START Task input
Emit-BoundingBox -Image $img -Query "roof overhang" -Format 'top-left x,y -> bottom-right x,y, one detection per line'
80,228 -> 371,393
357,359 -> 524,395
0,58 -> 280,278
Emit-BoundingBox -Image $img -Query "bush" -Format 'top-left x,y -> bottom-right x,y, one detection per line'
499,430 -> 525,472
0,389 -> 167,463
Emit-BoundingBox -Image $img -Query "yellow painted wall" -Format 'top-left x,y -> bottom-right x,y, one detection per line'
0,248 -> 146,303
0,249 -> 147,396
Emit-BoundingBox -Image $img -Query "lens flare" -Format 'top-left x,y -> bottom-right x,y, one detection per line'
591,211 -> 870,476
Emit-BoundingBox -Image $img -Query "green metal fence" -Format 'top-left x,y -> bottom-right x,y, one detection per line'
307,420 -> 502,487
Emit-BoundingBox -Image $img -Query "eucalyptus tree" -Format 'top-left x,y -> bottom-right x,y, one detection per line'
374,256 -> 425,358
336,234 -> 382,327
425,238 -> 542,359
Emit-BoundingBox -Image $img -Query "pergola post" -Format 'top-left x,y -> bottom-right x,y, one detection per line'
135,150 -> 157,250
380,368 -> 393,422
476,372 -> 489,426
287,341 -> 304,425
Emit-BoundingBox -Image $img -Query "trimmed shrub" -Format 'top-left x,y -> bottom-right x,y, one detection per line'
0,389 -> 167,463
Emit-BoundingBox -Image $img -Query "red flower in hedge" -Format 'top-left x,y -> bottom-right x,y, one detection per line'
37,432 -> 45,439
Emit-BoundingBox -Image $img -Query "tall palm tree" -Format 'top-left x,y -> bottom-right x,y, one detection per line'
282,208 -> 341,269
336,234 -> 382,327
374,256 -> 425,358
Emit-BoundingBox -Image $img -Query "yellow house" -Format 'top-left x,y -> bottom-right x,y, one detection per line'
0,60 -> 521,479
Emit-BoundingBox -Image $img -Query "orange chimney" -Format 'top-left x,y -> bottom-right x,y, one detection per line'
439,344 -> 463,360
END Task input
Problem: From the first line to the last, retype the data exactly.

Completed exercise:
Emit-BoundingBox -Image $img -Query "roof overhang" -Format 'top-left x,y -> bottom-right x,y, one detection per line'
80,228 -> 371,393
357,359 -> 524,395
0,58 -> 280,278
Emit-BoundingBox -Image $img -Query "bush" -Format 'top-left x,y -> bottom-right x,y, one detection per line'
499,430 -> 525,472
0,389 -> 167,463
Emit-BoundingBox -Image $img -Query "yellow painted wall" -Format 'top-left x,y -> bottom-right x,y, one detection per line'
0,248 -> 146,303
0,249 -> 147,396
Emit-BoundingBox -Image $img -Query "lens flare" -Format 'top-left x,y -> bottom-right x,y, one detection per line'
591,211 -> 870,476
Emit-BoundingBox -Image $img -Query "green metal fence" -Format 'top-left x,y -> bottom-right x,y, one detection per line'
307,420 -> 502,487
Emit-BoundingBox -Image $img -Query "eucalyptus tree" -Format 'top-left x,y -> bottom-right x,y, one detection per line'
374,256 -> 425,358
336,234 -> 382,327
425,238 -> 542,359
Emit-BoundingBox -Image $img -Query "pergola post" -Format 'top-left x,y -> bottom-right x,y, one detection per line'
135,150 -> 157,250
380,368 -> 393,422
476,372 -> 489,426
287,341 -> 304,425
Emit-BoundingBox -Image $img -Query "trimmed shrub" -Format 'top-left x,y -> bottom-right x,y, one detection per line'
0,389 -> 167,463
Emit-BoundingBox -Image $img -Query "red flower in hedge" -Format 'top-left x,y -> bottom-right x,y, one detection per line'
37,432 -> 45,439
Emit-BoundingBox -Image $img -Query "tall palm tree" -Format 'top-left x,y -> bottom-right x,y, one detection per line'
282,208 -> 341,269
336,234 -> 382,327
374,256 -> 425,358
Emit-BoundingBox -Image $img -Query "yellow house" -Format 'top-left x,y -> bottom-right x,y, one detection per line'
0,60 -> 521,479
Emit-BoundingBox -Image $img -Query "orange chimney" -Format 'top-left x,y -> bottom-right x,y, one detection per line'
439,344 -> 463,360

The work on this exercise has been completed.